* **VOTRE TÂCHE**:
Dans l'extrait ci-dessous sur les logements sociaux, recopiez à l'identique le passage qui commence par « III. - SUR L'ARTICLE » et se termine par « de logements sociaux. ».

Par conséquent, l'article 10 ne méconnaît pas le principe de libre administration des collectivités territoriales.

Les griefs portant sur l'article 10 doivent donc être écartés.

III. - SUR L'ARTICLE 15 :

A. - Les députés requérants estiment que la modification par l'article 15 du rythme selon lequel les collectivités territoriales doivent atteindre les quotas assignés méconnaît le principe de libre administration des collectivités territoriales.

B. - Le Gouvernement ne partage pas cette opinion.

Le législateur a décidé de renforcer le rythme de rattrapage pour atteindre les objectifs de 25% ou de 20 % de logements sociaux, en fonction des communes, de manière à garantir une mixité sociale effective à une échéance rapprochée. Du fait de la fixation de l'échéance à 2025, quand la loi du 13 décembre 2000 l'avait implicitement fixé à 2020, les communes ne disposant pas d'une offre locative sociale auront une nouvelle échéance fixée à 12 ans pour atteindre le seuil de logements sociaux.

Les objectifs assignés, appréciés à chaque période triennale, sont tout-à-fait réalisables si la commune consent l'effort nécessaire. Est fixé par période triennale un objectif de réalisation des logements sociaux manquants pour atteindre l'objectif final en 2025. Les objectifs de la prochaine période triennale, la 5ème (2014-2016), sont ainsi fixés à 25 % du déficit de logements sociaux calculé en début de période, ceux de la 6ème à 33%, de la 7ème à 50% et ceux de la 8ème (2023-2025) à 100 %, le déficit devant être intégralement comblé lors de cette dernière période pour atteindre, comme souhaité, l'objectif de 25% en 2025.

Les communes peuvent remplir l'objectif qui leur est assigné soit par la construction neuve de logements sociaux, soit par l'acquisition et l'amélioration ou le conventionnement social de logements privés existants. Cette dernière possibilité permet en particulier aux communes qui auraient peu de disponibilités foncières d'accroître leur parc de logements sociaux sans avoir à produire un nombre important de logements sociaux neufs.

* **DONNÉES FOURNIES**:
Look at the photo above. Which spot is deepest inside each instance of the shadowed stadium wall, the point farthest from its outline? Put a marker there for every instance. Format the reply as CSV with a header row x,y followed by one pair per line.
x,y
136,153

* **RÉPONSE À L'EXERCICE**:
III. - SUR L'ARTICLE 15 :

A. - Les députés requérants estiment que la modification par l'article 15 du rythme selon lequel les collectivités territoriales doivent atteindre les quotas assignés méconnaît le principe de libre administration des collectivités territoriales.

B. - Le Gouvernement ne partage pas cette opinion.

Le législateur a décidé de renforcer le rythme de rattrapage pour atteindre les objectifs de 25% ou de 20 % de logements sociaux, en fonction des communes, de manière à garantir une mixité sociale effective à une échéance rapprochée. Du fait de la fixation de l'échéance à 2025, quand la loi du 13 décembre 2000 l'avait implicitement fixé à 2020, les communes ne disposant pas d'une offre locative sociale auront une nouvelle échéance fixée à 12 ans pour atteindre le seuil de logements sociaux.